RECORDS:
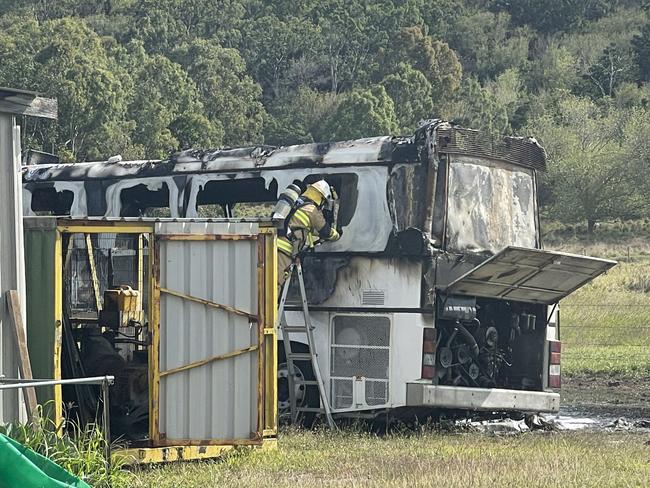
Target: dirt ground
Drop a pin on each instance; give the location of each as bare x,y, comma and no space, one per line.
606,395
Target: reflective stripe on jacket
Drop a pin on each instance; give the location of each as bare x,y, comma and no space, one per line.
307,225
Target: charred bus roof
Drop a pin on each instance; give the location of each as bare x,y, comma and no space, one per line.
385,150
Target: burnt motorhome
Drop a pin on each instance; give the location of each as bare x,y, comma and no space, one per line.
438,293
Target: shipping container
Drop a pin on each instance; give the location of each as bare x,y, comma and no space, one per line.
181,312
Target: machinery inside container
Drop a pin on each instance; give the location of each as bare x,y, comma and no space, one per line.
105,329
490,343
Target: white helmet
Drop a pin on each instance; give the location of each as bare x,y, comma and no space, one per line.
324,189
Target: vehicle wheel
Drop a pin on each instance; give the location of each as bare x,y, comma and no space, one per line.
306,396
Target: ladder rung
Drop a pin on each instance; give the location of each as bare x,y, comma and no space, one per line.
300,356
294,328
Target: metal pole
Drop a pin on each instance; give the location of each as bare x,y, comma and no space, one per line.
106,416
14,383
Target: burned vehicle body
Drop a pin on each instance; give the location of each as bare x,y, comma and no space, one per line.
437,293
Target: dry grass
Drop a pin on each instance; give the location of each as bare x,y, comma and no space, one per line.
426,459
606,325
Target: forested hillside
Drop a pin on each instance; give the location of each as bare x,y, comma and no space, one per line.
143,78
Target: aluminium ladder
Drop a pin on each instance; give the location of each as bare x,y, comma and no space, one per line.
291,356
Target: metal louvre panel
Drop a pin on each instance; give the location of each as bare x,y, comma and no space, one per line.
360,348
529,275
522,151
217,400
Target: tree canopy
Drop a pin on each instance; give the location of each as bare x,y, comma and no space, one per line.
144,78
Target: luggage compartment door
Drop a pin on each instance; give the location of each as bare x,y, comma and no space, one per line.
529,275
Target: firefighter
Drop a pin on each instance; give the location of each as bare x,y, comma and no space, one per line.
305,226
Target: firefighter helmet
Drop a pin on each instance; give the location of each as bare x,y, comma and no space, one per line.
320,192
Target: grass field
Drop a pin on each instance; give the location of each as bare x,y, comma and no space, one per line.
424,459
605,326
606,353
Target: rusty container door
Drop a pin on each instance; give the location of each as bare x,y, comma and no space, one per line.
209,386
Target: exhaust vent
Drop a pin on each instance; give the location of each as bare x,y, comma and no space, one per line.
373,297
360,349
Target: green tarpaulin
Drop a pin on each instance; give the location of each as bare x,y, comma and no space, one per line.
20,467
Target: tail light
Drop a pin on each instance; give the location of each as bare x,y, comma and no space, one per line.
554,370
429,353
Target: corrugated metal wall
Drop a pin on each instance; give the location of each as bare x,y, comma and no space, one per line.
40,241
12,274
218,400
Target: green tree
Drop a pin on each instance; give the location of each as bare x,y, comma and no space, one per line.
477,107
363,113
435,59
65,59
168,111
548,16
487,44
641,46
229,96
298,117
272,46
597,158
412,95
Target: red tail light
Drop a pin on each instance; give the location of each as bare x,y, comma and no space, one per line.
554,369
429,353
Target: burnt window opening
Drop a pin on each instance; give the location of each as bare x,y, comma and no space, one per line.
346,186
49,201
140,201
240,198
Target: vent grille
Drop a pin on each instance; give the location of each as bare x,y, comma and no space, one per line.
360,347
373,297
516,150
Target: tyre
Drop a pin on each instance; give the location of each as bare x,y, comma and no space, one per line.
306,395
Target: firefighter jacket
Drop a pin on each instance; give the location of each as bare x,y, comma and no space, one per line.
307,225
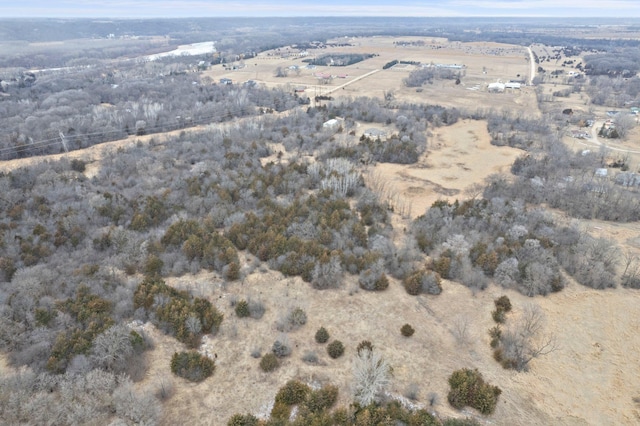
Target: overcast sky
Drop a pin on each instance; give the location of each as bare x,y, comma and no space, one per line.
215,8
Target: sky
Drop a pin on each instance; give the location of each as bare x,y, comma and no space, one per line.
288,8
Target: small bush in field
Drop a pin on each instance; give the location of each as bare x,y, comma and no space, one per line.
322,399
293,393
498,316
495,333
242,309
243,420
365,344
322,335
292,320
281,347
269,362
503,303
407,330
310,357
335,349
192,366
469,389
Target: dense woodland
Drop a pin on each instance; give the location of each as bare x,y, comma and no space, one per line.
84,261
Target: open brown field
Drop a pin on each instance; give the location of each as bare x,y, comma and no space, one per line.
484,63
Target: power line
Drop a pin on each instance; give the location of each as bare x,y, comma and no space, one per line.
150,130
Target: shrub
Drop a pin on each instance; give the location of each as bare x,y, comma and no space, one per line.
412,391
374,278
243,420
242,309
280,412
281,347
256,308
335,349
310,357
495,333
292,393
498,316
294,319
192,366
371,376
78,165
503,304
365,344
269,362
322,399
469,389
422,282
322,335
407,330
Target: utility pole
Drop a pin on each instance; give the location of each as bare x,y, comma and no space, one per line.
64,142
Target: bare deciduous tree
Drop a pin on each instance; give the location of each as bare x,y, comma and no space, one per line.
525,339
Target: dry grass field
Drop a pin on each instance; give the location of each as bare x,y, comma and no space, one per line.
592,377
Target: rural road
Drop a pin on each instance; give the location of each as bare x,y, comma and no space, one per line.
595,141
353,81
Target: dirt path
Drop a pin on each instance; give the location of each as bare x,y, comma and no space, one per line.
532,63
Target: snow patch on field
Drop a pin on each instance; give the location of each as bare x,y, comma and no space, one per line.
186,50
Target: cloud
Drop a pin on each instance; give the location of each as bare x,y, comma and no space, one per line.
217,8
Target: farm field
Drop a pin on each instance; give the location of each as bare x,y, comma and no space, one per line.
591,379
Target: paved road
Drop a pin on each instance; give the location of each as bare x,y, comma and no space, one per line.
595,141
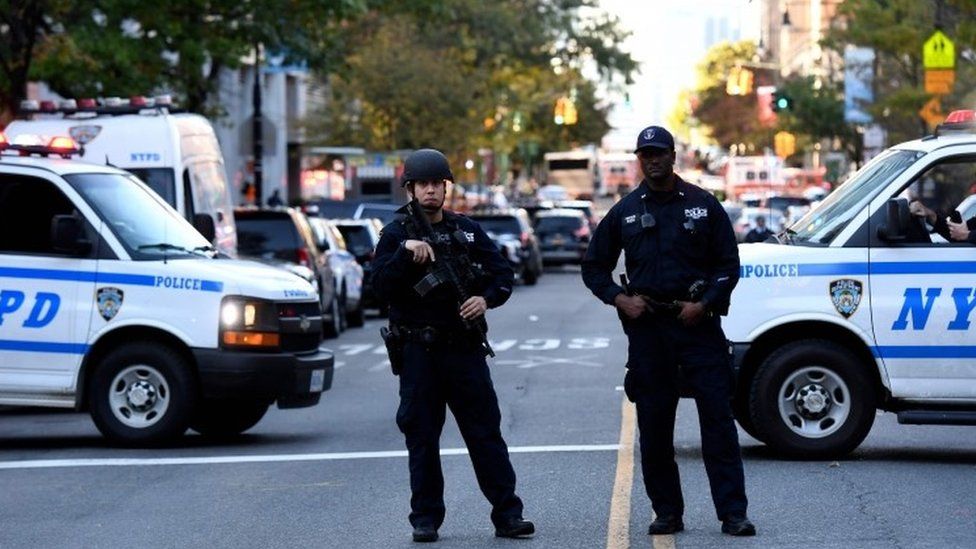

EXERCISE AIM:
Find every line in the records above that contains the word "pole", and copy each one.

SOLUTION TO THE PROBLEM:
Target: metal pole
Target: utility pole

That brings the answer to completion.